EXERCISE OBJECTIVE: All lines from the one with "Please pin the gray pipe" through the final line below are to be reproduced exactly; omit the others.

DATASET CONTENT:
━━━━

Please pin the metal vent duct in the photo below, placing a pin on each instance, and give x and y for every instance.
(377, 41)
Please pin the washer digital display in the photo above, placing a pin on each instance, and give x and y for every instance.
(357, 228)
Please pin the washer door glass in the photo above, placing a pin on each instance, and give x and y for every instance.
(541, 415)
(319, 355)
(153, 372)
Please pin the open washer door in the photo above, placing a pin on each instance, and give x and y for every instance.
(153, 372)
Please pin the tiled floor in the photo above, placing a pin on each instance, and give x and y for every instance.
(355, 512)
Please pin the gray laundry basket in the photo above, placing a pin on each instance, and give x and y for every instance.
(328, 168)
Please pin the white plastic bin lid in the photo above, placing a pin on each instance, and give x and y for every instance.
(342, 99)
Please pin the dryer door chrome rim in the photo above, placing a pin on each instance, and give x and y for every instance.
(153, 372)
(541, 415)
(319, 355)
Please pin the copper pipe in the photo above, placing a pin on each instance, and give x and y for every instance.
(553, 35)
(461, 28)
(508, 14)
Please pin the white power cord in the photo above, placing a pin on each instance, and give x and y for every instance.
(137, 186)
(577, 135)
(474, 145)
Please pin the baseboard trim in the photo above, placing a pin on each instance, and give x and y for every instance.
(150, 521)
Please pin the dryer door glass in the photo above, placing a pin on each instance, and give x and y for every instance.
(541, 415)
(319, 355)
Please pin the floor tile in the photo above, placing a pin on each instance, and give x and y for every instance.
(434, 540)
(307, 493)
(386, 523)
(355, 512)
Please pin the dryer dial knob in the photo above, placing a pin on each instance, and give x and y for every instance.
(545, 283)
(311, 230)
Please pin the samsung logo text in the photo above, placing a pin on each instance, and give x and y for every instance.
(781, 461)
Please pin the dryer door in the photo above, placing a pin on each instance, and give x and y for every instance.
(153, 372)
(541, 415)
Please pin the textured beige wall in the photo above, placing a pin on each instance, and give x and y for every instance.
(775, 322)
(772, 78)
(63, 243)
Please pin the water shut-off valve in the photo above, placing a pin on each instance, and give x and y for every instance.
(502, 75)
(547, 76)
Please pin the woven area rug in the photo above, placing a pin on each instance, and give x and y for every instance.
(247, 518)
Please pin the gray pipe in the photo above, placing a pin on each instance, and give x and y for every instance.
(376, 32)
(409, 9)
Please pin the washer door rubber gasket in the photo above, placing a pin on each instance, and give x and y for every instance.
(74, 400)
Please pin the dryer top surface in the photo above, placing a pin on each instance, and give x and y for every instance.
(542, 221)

━━━━

PROBLEM SOLUTION:
Please pin the gray pipe in the photo above, placing a pin on each instance, and give x and y for every instance.
(376, 32)
(409, 9)
Please pin the washer door rubber gasket in the photo above, placing a pin on each instance, and give x and y for every instance.
(74, 400)
Please pin the dryer top surface in the photo above, placing a pin on each instance, and give x and y for every instance.
(542, 221)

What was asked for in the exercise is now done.